◆ **Dataset**
>>>

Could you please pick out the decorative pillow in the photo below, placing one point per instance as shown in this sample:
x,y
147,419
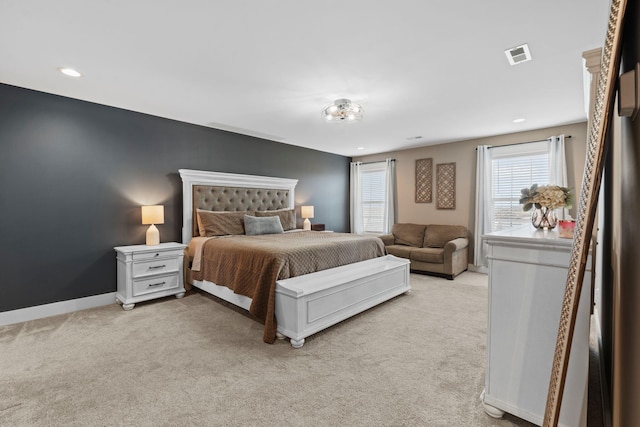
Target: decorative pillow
x,y
437,236
287,217
220,223
262,225
408,234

<<<

◆ **Task details**
All of the entries above are to be written out exactly, with no pictures.

◆ **Reply to the exercise**
Could you please pick out the decorative pillow in the photo below, placing one point per instance as shown in this sample:
x,y
147,419
Target: decorative pillow
x,y
437,236
287,217
220,223
262,225
408,234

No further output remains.